→ **EXERCISE BRIEF**
Answer these questions from the article below on student thrift businesses:
(a) What percentage of the 136 respondents to the Accent's Instagram poll regularly shop at thrift shops?
(b) At what event did Nick Gonzoga start his business?
(c) How often does Elise Deschamps now go thrift-shopping?

→ **SOURCE TEXT**
• • • • •

Students find business opportunities through thrift shopped items


Thrift shopping trends have seen a 37% growth among Millenials and 46% growth among Gen Z, according to The Redup. A poll conducted by the Accent’s Instagram account found that 76% of the 136 respondents regularly shop at thrift shops. Some Southern students have found business opportunities through this new trend by bringing thrift-shopping directly to campus. 

Senior marketing major Nick Gonzoga runs Est. 1997 Vintage (@est.1997vintage), an Instagram-centered business selling vintage clothing. His interest in thrift-shopping began two years ago after seeing a bootleg rap tee a friend bought from a thrift store. 

“Thrifted clothes create a story,” Gonzoga said. “Where did this shirt go? What memories did you create in this shirt? Try to find those pieces that create a memory for you.”

Gonzoga started his business at Southern’s 423 Night Market event last semester, selling items such as Looney Tunes shirts and a Beach Boys T-shirt, making nearly a 300% profit. 

Sophomore public relations major Elise Deschamps began her business, Le Marche Du Soleil (@le_marche_du_soleil), last summer by selling thrifted clothes in one of Thatcher Hall’s lobbies. 

“My friends always say that they want me to take them thrifting; and when I do, they do not have the patience to thrift for hours, which is what I do,” Deschamps said. She began reselling thrifted clothes to her friends, and it soon grew into a larger business with an Instagram account. She now goes thrift-shopping at least once a week.

• • • • •

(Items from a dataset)
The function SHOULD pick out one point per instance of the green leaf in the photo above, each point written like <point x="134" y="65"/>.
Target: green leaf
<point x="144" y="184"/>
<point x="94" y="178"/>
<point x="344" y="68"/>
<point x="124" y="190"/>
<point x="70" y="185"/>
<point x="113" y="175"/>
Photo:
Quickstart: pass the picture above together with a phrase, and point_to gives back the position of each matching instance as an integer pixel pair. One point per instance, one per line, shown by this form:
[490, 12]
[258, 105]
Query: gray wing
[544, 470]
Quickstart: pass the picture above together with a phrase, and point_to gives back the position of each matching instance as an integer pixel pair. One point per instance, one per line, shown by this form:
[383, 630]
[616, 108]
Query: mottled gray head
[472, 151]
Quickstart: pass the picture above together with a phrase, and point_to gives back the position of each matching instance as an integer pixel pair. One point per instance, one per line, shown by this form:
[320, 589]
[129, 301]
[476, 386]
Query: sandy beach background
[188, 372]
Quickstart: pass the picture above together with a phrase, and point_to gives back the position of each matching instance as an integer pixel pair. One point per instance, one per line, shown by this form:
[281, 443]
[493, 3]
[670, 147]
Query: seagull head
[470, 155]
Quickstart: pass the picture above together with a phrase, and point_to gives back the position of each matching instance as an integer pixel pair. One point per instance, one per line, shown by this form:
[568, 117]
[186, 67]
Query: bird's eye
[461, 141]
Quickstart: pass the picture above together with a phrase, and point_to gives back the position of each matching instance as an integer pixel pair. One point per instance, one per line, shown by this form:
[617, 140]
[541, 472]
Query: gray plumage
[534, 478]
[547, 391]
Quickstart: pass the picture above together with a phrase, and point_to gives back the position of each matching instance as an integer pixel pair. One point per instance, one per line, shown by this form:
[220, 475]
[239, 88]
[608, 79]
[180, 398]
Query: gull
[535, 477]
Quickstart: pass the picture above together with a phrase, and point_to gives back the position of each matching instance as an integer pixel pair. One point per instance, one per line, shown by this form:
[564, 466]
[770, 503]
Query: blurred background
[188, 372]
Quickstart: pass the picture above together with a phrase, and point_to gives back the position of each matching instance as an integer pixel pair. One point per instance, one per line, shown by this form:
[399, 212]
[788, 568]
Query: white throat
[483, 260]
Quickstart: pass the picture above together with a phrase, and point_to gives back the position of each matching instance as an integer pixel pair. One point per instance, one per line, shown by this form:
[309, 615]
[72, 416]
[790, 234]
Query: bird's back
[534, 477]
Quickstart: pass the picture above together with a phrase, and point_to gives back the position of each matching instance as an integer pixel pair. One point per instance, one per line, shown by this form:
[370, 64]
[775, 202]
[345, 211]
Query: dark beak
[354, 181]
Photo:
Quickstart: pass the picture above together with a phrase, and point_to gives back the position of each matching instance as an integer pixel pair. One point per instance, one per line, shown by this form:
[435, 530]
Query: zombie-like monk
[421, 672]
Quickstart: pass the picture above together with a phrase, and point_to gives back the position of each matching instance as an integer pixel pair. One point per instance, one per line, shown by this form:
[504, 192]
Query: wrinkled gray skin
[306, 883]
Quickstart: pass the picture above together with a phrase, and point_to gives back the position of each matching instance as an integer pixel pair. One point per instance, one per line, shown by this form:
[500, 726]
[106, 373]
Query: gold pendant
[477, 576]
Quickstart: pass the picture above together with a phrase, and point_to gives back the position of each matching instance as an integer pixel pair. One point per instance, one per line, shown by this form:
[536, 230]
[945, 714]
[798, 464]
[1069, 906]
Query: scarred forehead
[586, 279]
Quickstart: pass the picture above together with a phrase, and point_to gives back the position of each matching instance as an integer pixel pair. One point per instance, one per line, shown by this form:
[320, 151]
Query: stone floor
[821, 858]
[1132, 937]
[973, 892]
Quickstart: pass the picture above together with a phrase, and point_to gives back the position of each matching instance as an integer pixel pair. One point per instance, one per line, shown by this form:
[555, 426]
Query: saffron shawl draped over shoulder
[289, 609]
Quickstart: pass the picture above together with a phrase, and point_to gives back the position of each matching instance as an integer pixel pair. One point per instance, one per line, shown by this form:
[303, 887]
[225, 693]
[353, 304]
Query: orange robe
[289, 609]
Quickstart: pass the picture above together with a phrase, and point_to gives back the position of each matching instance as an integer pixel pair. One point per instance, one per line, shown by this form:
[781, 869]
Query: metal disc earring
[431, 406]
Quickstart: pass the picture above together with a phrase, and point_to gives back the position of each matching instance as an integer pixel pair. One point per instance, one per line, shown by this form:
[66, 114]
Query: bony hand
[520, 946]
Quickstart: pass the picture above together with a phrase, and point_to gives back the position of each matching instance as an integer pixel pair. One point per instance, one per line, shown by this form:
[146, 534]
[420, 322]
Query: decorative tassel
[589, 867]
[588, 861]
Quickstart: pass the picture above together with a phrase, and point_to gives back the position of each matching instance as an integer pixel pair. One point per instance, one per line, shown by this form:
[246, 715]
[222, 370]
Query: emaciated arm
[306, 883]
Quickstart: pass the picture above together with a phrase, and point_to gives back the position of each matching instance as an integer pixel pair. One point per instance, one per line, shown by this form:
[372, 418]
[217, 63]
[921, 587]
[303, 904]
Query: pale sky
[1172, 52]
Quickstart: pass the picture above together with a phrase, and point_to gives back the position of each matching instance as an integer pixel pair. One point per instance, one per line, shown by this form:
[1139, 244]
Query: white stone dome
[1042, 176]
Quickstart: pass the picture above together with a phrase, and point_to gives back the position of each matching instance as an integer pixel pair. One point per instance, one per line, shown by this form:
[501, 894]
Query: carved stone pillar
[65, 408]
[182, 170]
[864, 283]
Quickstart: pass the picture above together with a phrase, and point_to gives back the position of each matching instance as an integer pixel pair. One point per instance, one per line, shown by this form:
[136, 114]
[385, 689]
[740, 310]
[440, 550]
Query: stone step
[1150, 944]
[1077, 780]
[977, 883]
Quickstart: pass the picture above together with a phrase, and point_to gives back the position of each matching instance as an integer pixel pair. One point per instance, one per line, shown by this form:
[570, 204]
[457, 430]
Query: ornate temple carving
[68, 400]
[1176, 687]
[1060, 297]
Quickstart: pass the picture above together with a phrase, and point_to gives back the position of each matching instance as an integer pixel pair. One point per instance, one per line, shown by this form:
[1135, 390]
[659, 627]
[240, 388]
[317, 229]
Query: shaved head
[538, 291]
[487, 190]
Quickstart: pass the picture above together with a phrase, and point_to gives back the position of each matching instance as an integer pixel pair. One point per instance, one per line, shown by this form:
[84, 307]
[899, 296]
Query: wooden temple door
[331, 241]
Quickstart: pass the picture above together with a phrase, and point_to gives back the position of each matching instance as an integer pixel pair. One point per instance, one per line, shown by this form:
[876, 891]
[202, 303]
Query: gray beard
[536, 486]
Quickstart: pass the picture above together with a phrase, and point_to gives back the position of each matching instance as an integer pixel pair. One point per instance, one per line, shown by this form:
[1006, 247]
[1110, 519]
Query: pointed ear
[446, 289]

• • • • •

→ **ANSWER BOX**
(a) 76%
(b) Southern's 423 Night Market event, last semester
(c) At least once a week